Intrestingly, many answers here are a bit fuzzy or even beside the point (e.g. it's not because references cannot be zero or similar, in fact, you can easily construct an example where a reference is zero).
The real reason why re-setting a reference is not possible is rather simple.
Pointers enable you to do two things: To change the value behind the pointer (either through the -> or the * operator), and to change the pointer itself (direct assign =). Example:
int a;
int * p = &a;
Changing the value requires dereferencing: *p = 42;
Changing the pointer: p = 0;
References allow you to only change the value. Why? Since there is no other syntax to express the re-set. Example:
int a = 10;
int b = 20;
int & r = a;
r = b; // re-set r to b, or set a to 20?
In other words, it would be ambiguous if you were allowed to re-set a reference. It makes even more sense when passing by reference:
void foo(int & r)
{
int b = 20;
r = b; // re-set r to a? or set a to 20?
}
void main()
{
int a = 10;
foo(a);
}
Hope that helps :-)

It would probably have been less confusing to name C++ references "aliases"? As others have mentioned, references in C++ should be though of as the variable they refer to, not as a pointer/reference to the variable. As such, I can't think of a good reason they should be resettable.

### PROVIDED MATERIAL
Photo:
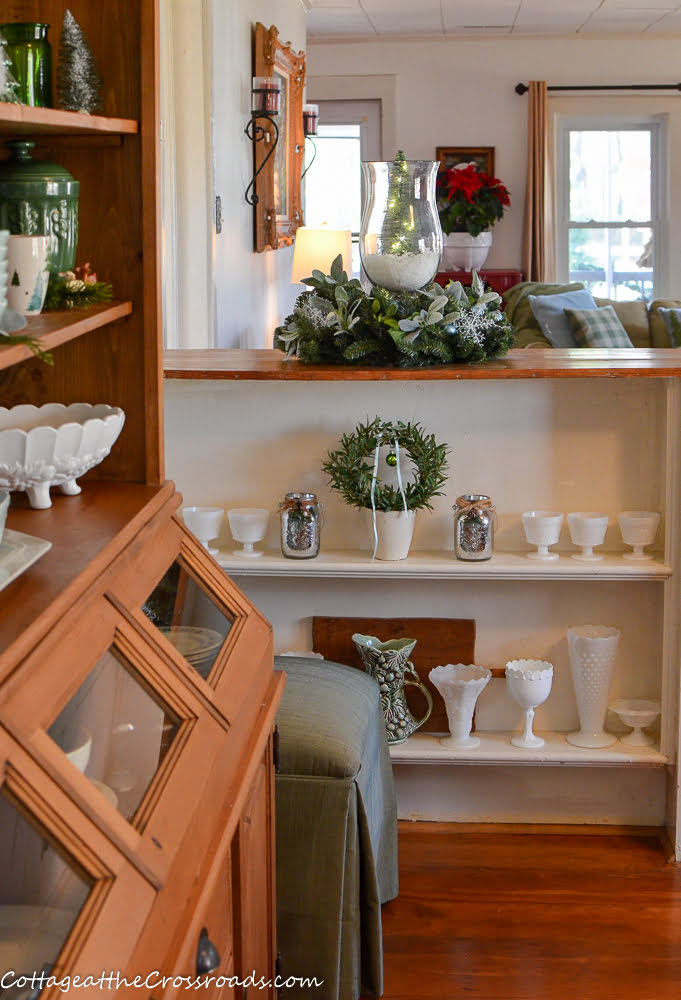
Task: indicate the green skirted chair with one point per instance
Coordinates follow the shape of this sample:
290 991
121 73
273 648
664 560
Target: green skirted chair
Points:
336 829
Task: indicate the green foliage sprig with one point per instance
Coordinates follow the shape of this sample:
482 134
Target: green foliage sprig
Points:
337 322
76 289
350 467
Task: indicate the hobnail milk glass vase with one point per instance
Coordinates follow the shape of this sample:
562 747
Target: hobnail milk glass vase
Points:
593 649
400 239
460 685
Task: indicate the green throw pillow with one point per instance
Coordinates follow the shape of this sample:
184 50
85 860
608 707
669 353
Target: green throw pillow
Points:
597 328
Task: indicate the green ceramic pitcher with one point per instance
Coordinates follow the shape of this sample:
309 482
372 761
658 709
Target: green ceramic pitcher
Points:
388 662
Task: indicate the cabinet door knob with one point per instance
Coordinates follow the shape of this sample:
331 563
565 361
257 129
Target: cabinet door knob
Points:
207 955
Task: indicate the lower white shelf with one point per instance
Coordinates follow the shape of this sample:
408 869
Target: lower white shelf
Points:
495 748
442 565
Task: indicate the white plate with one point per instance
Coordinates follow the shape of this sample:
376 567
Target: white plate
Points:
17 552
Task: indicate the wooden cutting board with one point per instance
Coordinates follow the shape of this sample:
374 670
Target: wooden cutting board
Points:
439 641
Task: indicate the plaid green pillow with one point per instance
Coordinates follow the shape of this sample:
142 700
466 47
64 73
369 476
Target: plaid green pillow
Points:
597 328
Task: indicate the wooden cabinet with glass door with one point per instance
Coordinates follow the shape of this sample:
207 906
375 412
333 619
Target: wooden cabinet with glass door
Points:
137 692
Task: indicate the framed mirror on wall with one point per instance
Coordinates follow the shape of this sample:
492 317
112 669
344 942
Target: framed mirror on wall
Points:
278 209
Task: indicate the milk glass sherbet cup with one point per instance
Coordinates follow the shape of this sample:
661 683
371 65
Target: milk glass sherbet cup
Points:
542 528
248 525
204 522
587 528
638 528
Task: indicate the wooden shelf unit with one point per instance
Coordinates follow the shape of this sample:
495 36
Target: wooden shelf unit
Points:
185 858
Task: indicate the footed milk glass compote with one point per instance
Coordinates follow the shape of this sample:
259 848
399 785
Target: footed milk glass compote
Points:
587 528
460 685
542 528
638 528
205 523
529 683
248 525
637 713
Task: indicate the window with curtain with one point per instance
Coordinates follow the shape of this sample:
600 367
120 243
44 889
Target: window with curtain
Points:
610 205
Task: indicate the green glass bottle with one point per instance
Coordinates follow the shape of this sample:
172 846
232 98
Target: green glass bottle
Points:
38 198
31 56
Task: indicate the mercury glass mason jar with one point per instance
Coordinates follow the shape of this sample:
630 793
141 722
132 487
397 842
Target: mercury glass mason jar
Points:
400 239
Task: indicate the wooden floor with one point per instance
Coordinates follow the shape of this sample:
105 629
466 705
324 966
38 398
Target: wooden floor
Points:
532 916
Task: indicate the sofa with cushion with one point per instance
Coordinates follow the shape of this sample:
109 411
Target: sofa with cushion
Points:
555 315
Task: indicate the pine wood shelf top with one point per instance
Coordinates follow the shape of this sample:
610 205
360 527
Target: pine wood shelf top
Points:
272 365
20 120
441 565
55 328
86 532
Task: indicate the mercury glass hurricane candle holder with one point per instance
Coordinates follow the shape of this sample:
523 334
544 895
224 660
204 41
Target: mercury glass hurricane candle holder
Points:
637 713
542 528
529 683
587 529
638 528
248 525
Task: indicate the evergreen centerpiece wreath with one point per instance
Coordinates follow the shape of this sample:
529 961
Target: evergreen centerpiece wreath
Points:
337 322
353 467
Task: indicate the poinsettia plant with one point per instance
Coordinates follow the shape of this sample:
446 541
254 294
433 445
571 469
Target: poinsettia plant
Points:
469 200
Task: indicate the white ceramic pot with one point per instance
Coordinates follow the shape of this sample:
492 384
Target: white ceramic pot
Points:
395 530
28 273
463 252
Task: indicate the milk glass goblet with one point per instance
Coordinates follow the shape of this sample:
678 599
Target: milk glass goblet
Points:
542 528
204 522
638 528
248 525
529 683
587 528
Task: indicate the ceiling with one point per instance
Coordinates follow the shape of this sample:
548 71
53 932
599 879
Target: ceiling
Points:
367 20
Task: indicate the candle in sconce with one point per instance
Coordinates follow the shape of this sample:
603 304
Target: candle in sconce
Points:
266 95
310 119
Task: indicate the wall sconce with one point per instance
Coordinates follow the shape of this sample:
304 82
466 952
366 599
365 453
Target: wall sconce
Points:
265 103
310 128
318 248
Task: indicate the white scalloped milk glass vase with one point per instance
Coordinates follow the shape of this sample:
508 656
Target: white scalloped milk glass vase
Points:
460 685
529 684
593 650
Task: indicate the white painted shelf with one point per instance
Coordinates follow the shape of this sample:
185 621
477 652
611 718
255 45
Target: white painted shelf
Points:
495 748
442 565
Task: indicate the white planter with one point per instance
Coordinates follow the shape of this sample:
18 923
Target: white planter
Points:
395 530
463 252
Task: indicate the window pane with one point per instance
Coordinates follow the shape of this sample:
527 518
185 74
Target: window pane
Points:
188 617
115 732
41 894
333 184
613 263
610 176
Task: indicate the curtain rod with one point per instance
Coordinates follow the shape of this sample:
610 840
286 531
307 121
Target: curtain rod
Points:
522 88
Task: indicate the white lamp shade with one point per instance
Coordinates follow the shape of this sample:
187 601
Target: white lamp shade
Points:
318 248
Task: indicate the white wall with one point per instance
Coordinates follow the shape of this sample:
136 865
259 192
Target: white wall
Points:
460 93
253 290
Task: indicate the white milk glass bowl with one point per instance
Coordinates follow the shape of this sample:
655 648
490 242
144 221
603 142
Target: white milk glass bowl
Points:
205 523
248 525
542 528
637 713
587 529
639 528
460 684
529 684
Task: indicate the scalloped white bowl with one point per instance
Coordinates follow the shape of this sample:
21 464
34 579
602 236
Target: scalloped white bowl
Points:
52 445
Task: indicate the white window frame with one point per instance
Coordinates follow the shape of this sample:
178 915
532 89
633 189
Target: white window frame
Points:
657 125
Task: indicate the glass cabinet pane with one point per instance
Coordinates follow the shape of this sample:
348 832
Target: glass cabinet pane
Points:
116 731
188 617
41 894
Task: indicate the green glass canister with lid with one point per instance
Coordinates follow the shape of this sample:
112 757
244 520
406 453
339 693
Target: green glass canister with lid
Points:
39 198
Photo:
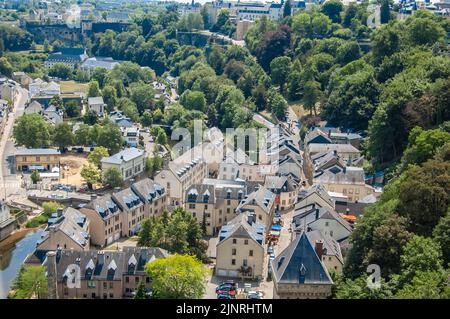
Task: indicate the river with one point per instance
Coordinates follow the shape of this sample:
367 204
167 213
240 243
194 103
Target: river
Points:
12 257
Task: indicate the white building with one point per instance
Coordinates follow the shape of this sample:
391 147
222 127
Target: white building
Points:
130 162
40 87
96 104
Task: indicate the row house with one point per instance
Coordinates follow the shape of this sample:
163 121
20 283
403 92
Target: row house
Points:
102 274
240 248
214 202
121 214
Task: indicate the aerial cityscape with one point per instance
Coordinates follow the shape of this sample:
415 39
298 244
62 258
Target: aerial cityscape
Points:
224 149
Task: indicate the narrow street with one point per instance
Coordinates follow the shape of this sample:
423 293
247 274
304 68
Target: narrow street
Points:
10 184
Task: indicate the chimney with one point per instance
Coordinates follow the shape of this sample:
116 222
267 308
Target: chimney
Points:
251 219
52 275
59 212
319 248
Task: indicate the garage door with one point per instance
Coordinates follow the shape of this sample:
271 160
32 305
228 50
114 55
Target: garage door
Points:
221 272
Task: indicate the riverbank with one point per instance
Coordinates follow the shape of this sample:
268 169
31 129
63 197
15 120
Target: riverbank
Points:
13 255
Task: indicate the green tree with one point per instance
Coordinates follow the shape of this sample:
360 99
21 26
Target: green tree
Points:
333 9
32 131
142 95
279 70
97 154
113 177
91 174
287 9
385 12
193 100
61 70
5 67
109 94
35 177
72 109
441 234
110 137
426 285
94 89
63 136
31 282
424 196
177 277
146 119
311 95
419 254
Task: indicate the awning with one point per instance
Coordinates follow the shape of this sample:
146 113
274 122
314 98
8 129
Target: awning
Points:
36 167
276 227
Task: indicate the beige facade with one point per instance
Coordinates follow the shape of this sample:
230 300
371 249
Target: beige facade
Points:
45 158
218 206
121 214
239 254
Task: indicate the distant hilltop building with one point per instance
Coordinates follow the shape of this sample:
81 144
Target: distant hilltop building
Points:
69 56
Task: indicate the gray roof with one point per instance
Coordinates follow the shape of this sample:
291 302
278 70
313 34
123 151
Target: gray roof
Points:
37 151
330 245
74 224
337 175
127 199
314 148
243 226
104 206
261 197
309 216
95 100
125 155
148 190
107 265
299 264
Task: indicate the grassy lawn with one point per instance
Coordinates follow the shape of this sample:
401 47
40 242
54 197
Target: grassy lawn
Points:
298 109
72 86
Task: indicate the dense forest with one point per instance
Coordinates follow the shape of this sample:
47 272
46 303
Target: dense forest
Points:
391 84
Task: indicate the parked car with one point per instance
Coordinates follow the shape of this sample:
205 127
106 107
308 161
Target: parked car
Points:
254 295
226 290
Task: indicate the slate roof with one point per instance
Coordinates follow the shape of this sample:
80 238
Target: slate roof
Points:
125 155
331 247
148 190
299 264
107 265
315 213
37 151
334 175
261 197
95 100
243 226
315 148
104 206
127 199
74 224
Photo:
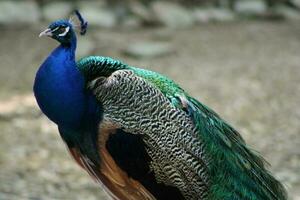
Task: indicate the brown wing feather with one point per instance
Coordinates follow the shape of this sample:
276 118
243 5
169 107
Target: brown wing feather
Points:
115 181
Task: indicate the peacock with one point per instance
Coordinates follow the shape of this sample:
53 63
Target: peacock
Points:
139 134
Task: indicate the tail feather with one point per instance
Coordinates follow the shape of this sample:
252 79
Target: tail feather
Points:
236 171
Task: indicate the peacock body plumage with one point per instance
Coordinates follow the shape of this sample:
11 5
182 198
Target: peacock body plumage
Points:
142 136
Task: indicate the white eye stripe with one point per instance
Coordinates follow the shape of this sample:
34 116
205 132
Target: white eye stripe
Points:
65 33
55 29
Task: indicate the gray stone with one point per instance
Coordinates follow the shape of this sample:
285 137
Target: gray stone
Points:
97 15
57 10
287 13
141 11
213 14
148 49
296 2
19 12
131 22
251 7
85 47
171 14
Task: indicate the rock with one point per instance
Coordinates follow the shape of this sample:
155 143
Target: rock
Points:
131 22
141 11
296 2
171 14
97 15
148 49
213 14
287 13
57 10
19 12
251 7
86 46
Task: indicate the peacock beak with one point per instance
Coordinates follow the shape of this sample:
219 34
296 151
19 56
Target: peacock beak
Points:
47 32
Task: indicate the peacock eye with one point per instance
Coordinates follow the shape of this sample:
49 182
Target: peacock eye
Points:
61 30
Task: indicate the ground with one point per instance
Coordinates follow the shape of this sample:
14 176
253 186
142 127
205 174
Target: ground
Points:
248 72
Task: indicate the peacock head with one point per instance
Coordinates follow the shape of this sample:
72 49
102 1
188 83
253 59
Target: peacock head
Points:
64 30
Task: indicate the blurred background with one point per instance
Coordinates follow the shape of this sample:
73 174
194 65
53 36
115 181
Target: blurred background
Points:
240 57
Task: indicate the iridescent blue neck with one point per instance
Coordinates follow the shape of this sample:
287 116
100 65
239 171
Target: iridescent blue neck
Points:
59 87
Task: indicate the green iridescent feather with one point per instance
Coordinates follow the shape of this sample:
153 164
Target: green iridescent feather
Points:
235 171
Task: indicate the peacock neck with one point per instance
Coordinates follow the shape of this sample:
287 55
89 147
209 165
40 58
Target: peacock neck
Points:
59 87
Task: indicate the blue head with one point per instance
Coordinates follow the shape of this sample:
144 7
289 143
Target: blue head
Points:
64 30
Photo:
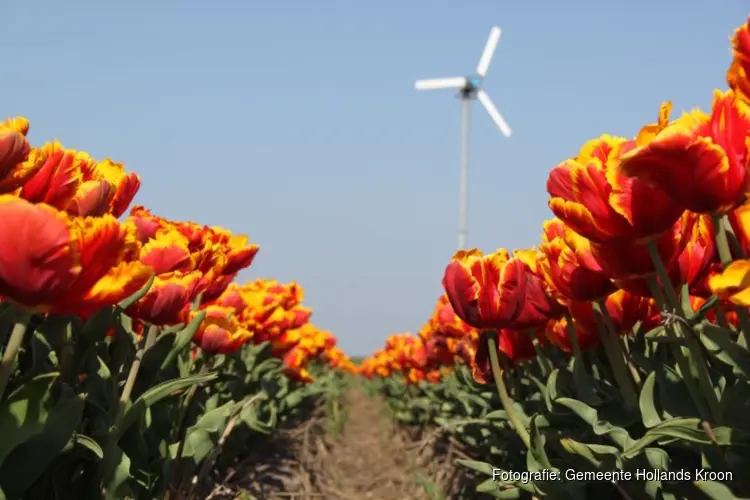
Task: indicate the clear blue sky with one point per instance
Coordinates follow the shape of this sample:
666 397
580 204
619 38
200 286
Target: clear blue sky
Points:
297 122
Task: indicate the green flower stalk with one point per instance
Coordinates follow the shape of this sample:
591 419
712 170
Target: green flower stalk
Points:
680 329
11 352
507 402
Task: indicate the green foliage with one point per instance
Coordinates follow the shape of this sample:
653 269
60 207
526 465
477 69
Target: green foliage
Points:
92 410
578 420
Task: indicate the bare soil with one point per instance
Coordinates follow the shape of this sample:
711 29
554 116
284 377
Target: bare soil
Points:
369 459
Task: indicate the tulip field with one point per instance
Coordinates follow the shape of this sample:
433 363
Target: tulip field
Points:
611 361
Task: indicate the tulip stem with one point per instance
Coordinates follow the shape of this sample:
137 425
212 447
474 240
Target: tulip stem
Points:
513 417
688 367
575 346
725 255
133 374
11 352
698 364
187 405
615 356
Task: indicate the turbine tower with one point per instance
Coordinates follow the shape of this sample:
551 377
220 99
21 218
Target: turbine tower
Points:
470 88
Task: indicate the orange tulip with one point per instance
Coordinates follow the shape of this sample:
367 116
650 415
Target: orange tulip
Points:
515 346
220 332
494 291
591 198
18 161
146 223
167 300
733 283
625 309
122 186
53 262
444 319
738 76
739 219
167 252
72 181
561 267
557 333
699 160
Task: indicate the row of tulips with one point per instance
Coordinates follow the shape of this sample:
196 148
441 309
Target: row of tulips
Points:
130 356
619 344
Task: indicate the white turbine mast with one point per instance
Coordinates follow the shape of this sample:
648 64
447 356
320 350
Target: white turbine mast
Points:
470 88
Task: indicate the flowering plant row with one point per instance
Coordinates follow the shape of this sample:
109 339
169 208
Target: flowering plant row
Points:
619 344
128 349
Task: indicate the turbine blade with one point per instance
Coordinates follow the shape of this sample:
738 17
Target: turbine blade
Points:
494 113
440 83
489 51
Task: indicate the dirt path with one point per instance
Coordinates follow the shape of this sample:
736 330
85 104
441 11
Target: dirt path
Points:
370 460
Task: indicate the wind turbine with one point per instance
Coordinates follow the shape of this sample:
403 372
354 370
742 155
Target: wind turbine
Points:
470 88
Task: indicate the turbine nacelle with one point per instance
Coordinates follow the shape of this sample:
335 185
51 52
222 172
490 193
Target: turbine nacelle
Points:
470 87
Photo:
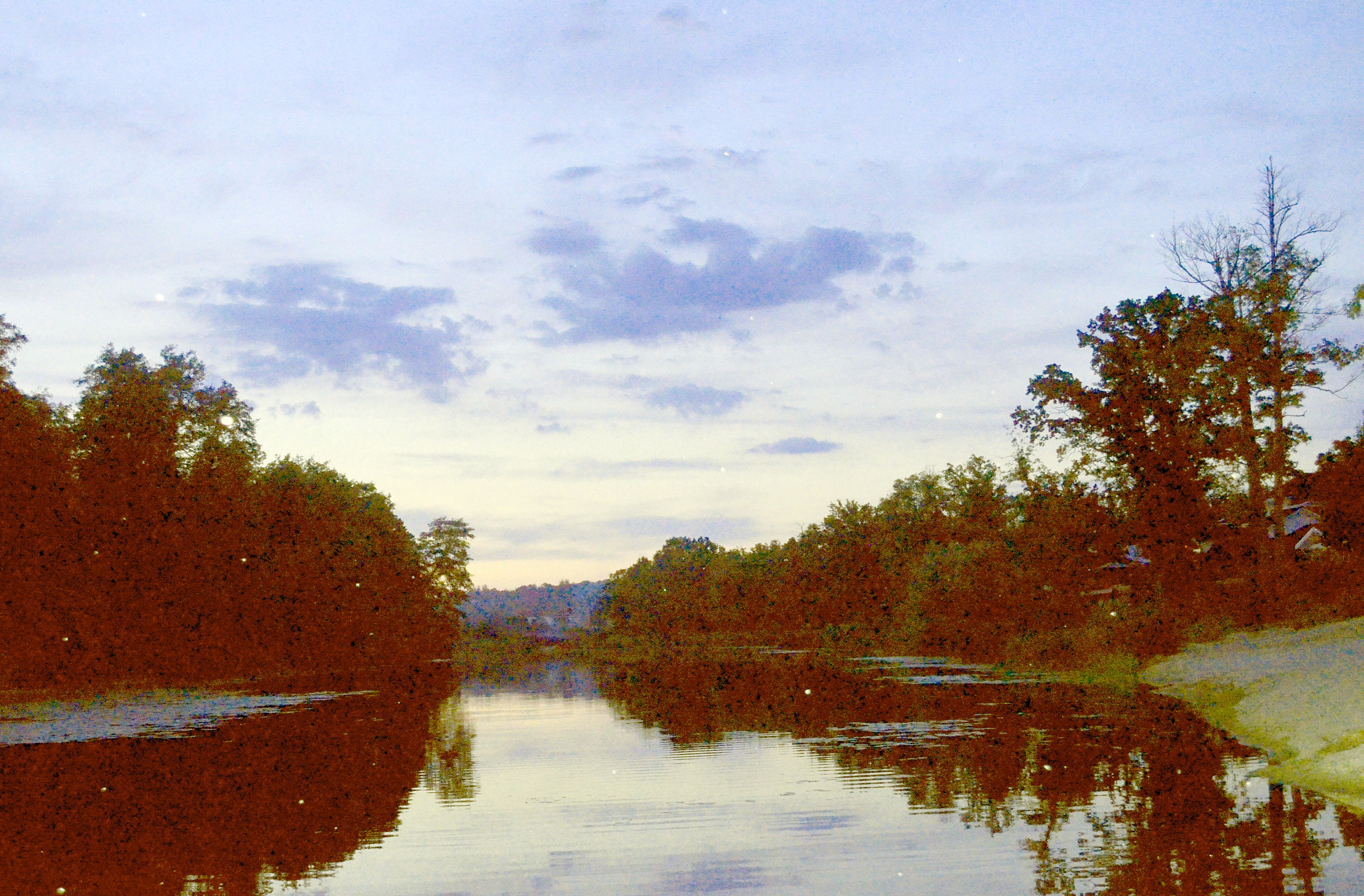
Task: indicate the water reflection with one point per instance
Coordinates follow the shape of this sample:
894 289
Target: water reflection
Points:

### THINGS TO DO
• A. Update the part of the discussion of C++ references that opens with "In other words, it" and closes with "void main()", using "unclear" in place of "ambiguous".
• B. Carry the discussion of why C++ references can't be reset further, starting right after its last sentence.

### ANSWERS GIVEN
• A.
In other words, it would be unclear if you were allowed to re-set a reference. It makes even more sense when passing by reference:
void foo(int & r)
{
int b = 20;
r = b; // re-set r to a? or set a to 20?
}
void main()

• B.
when dealing with pointers, it often makes sense allowing null as a value (and otherwise, you probably want a reference instead). If you specifically want to disallow holding null, you could always code your own smart pointer type ;)

C++ references can sometimes be forced to be 0 with some compilers (it's just a bad idea to do so*, and it violates the standard*).
int &x = *((int*)0); // Illegal but some compilers accept it
EDIT: according to various people who know the standard much better than myself, the above code produces "undefined behavior". In at least some versions of GCC and Visual Studio, I've seen this do the expected thing: the equivalent of setting a pointer to NULL (and causes a NULL pointer exception when accessed).

You can't do this:
int theInt = 0;
int& refToTheInt = theInt;
int otherInt = 42;
refToTheInt = otherInt;
...for the same reason why secondInt and firstInt don't have the same value here:
int firstInt = 1;
int secondInt = 2;
secondInt = firstInt;
firstInt = 3;
assert( firstInt != secondInt );

This is not actually an answer, but a workaround for this limitation.
Basically, when you try to "rebind" a reference you are actually trying to use the same name to refer to a new value in the following context. In C++, this can be achieve by introducing a block scope.
In jalf's example
int i = 42;
int k = 43;
int& j = i;
//change i, or change j?
j = k;
if you want to change i, write it as above. However, if you want to change the meaning of j to mean k, you can do this:
int i = 42;
int k = 43;
int& j = i;
//change i, or change j?
//change j!
{
int& j = k;
//do what ever with j's new meaning
}

I would imagine that it is related to optimization.
Static optimization is much easier when you can know unambiguously what bit of memory a variable means. Pointers break this condition and re-setable reference would too.

Because sometimes things should not be re-pointable. (E.g., the reference to a Singleton.)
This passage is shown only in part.